- The exercise:
Return the lines of the listing below exactly as they stand, from the line containing "of the bottle" up to and including the line containing "156 165 L 170".

Named region outline records:
* begin *

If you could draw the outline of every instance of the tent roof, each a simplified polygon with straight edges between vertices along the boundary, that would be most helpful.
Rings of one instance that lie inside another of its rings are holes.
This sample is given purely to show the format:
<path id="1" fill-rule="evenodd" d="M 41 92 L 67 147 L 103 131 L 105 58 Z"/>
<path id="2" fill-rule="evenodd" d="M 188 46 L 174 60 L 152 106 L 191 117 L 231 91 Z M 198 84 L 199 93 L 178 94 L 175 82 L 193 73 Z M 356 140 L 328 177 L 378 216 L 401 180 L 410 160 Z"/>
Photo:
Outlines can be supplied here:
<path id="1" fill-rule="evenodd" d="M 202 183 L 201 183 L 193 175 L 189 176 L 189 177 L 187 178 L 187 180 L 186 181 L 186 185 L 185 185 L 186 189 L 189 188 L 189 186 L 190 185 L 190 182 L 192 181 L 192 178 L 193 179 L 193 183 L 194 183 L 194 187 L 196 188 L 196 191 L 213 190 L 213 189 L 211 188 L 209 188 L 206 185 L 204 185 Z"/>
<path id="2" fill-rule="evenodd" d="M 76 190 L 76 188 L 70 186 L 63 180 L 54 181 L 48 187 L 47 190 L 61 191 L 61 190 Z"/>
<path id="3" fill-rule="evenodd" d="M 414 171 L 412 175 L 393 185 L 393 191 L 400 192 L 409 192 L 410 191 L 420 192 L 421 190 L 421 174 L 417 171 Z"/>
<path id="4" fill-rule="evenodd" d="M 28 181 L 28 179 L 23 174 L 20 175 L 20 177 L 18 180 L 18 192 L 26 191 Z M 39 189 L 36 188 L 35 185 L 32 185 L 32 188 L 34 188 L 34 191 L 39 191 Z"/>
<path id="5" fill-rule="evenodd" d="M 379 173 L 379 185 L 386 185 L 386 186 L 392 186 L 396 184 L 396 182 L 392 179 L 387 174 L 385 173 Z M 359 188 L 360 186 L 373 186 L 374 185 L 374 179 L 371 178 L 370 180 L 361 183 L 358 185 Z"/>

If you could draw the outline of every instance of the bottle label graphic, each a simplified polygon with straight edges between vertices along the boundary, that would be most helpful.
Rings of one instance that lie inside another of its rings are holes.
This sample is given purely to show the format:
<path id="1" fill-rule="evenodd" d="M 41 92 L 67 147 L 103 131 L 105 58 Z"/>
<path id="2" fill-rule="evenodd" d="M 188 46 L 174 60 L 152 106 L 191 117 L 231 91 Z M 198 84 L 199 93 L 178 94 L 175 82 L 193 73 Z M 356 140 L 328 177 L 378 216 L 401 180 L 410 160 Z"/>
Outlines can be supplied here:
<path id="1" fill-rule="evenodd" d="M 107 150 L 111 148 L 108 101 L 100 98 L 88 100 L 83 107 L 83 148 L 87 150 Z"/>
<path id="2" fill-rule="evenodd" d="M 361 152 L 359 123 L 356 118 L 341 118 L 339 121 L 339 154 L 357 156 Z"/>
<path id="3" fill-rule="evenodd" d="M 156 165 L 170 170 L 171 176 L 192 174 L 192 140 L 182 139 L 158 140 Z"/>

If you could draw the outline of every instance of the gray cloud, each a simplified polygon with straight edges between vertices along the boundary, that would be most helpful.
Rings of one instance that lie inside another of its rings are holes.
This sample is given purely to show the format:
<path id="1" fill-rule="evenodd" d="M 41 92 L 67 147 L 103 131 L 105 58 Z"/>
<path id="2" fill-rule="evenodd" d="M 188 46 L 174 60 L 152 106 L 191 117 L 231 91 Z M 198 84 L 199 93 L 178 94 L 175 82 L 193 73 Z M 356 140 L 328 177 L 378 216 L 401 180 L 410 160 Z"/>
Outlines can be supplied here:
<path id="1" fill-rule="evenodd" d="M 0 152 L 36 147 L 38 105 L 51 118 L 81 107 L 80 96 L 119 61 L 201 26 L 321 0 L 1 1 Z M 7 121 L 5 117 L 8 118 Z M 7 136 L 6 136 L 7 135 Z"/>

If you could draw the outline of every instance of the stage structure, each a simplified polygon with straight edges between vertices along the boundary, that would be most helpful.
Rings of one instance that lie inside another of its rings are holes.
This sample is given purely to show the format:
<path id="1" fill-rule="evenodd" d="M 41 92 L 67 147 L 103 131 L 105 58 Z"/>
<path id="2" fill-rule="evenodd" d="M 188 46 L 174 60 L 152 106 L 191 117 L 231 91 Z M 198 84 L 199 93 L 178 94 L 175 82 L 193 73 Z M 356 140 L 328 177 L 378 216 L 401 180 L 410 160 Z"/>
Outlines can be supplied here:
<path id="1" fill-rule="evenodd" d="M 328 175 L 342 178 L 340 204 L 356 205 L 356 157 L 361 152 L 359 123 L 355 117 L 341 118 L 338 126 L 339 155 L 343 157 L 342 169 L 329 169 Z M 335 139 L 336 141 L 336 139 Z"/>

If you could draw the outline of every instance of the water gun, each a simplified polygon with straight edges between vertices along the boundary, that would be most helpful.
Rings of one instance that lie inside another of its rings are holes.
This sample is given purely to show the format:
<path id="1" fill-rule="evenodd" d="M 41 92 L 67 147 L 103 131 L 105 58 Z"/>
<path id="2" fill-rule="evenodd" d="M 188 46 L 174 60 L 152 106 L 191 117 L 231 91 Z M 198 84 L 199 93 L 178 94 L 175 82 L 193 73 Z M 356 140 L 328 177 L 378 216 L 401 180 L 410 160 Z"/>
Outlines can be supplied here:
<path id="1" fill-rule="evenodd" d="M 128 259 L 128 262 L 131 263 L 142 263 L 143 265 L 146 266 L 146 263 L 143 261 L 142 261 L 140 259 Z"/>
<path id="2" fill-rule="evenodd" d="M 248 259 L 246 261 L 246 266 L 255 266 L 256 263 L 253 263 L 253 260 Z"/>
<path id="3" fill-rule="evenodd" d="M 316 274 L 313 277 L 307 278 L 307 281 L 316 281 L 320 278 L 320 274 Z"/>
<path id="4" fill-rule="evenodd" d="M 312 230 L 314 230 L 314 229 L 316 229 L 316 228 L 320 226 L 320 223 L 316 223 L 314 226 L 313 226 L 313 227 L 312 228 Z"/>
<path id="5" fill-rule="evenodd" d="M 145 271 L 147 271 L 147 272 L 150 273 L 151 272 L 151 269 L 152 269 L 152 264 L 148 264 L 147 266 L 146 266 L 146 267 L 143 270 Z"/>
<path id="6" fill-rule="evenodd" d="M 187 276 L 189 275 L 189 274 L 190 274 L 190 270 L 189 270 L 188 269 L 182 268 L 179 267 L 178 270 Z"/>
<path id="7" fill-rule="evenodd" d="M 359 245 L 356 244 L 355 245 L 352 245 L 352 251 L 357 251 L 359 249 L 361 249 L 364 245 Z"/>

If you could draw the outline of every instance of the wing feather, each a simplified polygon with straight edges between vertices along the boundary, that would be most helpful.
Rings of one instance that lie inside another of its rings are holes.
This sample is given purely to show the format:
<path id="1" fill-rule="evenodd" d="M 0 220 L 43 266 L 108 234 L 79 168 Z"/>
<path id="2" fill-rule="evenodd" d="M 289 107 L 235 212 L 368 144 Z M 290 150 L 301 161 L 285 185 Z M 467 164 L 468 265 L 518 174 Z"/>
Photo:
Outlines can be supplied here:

* end *

- Result of this exercise:
If you could draw the outline of every instance of the bottle label graphic, each a simplified polygon with straight edges between vertices along the boundary, that would be most helpful.
Rings of one instance that lie inside another of its rings are holes.
This sample is given purely to show the format:
<path id="1" fill-rule="evenodd" d="M 41 92 L 67 147 L 103 131 L 105 58 Z"/>
<path id="2" fill-rule="evenodd" d="M 188 46 L 174 60 L 152 106 L 191 117 L 231 91 Z M 198 84 L 199 93 L 178 94 L 175 82 L 193 73 Z M 356 140 L 328 177 L 378 216 L 401 180 L 410 160 Z"/>
Outlines can be supplied here:
<path id="1" fill-rule="evenodd" d="M 107 150 L 111 148 L 108 101 L 100 98 L 88 100 L 83 107 L 83 148 L 87 150 Z"/>
<path id="2" fill-rule="evenodd" d="M 361 152 L 359 123 L 356 118 L 341 118 L 339 121 L 339 154 L 357 156 Z"/>
<path id="3" fill-rule="evenodd" d="M 156 165 L 170 170 L 171 176 L 192 174 L 192 140 L 182 139 L 158 140 Z"/>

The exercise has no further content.